• _Instruction_:
Count the lines below that contain the string "shirt". Case matters. Give only the number.

-- begin Input material --

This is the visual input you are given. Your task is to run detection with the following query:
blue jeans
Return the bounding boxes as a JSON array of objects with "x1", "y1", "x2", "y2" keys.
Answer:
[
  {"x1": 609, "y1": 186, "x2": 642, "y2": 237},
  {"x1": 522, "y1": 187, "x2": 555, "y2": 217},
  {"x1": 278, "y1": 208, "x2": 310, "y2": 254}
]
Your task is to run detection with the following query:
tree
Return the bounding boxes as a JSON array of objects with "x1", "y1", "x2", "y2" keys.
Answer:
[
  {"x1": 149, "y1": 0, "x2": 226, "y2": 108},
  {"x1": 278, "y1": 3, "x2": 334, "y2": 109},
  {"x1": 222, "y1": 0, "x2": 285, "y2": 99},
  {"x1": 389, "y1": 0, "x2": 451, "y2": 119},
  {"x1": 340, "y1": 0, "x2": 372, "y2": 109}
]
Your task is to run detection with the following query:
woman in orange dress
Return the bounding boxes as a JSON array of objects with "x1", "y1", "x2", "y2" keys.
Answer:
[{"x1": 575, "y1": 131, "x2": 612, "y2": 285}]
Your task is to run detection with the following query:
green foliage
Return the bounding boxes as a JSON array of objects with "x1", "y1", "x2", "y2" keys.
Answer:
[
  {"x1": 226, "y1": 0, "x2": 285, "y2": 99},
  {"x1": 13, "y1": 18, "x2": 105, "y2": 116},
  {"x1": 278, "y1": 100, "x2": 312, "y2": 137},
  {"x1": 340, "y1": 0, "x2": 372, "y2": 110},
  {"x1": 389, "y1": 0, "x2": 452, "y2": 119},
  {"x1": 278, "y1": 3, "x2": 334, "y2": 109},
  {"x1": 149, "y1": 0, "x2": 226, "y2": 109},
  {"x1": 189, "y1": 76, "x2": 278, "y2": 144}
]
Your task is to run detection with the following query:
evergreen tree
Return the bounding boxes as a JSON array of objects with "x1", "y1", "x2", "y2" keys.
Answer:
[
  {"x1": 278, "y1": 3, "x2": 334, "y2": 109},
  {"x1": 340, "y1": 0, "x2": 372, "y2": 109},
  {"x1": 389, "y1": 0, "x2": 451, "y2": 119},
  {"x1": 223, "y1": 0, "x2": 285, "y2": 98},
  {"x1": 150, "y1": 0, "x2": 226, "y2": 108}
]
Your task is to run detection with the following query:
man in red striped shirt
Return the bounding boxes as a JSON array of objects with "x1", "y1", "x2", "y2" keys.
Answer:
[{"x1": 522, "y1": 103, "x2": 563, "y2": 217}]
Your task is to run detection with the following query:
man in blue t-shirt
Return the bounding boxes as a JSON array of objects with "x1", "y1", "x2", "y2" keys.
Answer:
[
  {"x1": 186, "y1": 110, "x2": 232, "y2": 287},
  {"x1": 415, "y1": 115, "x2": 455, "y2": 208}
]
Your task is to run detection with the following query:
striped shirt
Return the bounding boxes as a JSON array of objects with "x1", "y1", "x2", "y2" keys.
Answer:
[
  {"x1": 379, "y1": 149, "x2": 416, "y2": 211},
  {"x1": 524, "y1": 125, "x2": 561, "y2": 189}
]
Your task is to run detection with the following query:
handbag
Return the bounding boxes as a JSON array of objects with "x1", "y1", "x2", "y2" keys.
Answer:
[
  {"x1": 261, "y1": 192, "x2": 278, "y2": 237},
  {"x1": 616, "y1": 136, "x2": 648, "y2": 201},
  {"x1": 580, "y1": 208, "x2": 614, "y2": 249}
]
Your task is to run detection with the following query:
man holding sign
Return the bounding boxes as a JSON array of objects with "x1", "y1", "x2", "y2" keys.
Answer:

-- end Input material --

• _Full answer_:
3